Parts of the exercise:
1. List every policy issue that the quoted CNN poll results in the post about the CNN poll name.
2. Reproduce the post about the CNN poll from "Democrats have never" up to and including "deliver that message.".

Text passage:

=-=-=

Tuesday, July 19, 2022

THOSE INCREDIBLY MAINSTREAM REPUBLICANS

Ariel Edwards-Levy looks at some results from a new CNN poll:
Across a spectrum of major policy issues, majorities say that each party's positions are generally mainstream -- the only exception is abortion, where most call Republicans too extreme. Voters are more likely to see Democrats as in the mainstream on voting rights and election integrity, immigration and abortion than to say the same of the Republicans. But they're more apt to see Republicans as mainstream on the economy than Democrats.


On the one hand, this means that much of the GOP's demonization of Democrats has failed to connect with voters outside the right-wing bubble -- most Americans don't believe Democrats are radical Marxists deliberately trying to destroy the U.S. economy, or are maintaining "open borders" in order to replace all the white voters with brown-skinned immigrants, or sadistically want to murder babies after they're born.

On the other hand, Democrats and the supposedly liberal media are still failing to communicate how radical Republicans are. I'm glad most of CNN's poll respondents understand that Republican views on abortion are extreme -- but they still don't grasp that Republicans want open carry of AR-15s on every street corner, want legitimate votes tossed out if they're cast for Democrats, and want even lower taxes on the rich and a $7.25 national minimum wage until the end of time, assuming they don't repeal the minimum wage altogether, through either legislation or a Supreme Court decision, which might come before or after Obamacare is repealed or declared unconstitutional, with Social Security and Medicare in the crosshairs. This year Democrats tried to talk about Rick Scott's plan to sunset those entitlements and require Congress to reauthorize them, and to subject even poor Americans to the income tax, but voters didn't notice. But how hard is it to notice that Republicans want guns everywhere? I guess the nothingburger gun bill that just passed was effective cover for them.

Democrats have never been good at poining out that Republican policies are wildly different from what most Americans want. But Republicans are excellent at proclaiming that Democrats are radicals, and that doesn't seem to be working. So maybe it's generally hard to sell most Americans on the idea that one political party is truly radical. That's a problem because Republicans intend to be more and more radical in the future, which means Democrats really need to find a way to deliver that message.

=-=-=

Text-to-region grounding data
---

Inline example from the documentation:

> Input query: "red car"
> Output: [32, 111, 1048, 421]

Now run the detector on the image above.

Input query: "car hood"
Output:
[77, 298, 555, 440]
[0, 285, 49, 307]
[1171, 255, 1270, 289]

=-=-=

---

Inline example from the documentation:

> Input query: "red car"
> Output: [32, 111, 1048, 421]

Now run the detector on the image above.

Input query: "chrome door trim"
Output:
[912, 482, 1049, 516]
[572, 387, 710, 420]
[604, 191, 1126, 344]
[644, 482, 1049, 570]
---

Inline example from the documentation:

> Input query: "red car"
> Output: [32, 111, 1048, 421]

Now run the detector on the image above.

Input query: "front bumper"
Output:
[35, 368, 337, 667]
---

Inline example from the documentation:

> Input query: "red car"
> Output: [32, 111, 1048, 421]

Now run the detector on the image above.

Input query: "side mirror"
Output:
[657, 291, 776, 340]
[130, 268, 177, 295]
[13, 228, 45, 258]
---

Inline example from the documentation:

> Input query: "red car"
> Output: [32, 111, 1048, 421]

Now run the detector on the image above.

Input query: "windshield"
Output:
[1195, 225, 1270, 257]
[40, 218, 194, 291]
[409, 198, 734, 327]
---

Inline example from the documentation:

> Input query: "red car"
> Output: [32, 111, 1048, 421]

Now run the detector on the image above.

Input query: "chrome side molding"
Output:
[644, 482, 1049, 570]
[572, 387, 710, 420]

=-=-=

Task-by-task answers:
1.
- Abortion
- Voting rights and election integrity
- Immigration
- The economy

2.
Democrats have never been good at poining out that Republican policies are wildly different from what most Americans want. But Republicans are excellent at proclaiming that Democrats are radicals, and that doesn't seem to be working. So maybe it's generally hard to sell most Americans on the idea that one political party is truly radical. That's a problem because Republicans intend to be more and more radical in the future, which means Democrats really need to find a way to deliver that message.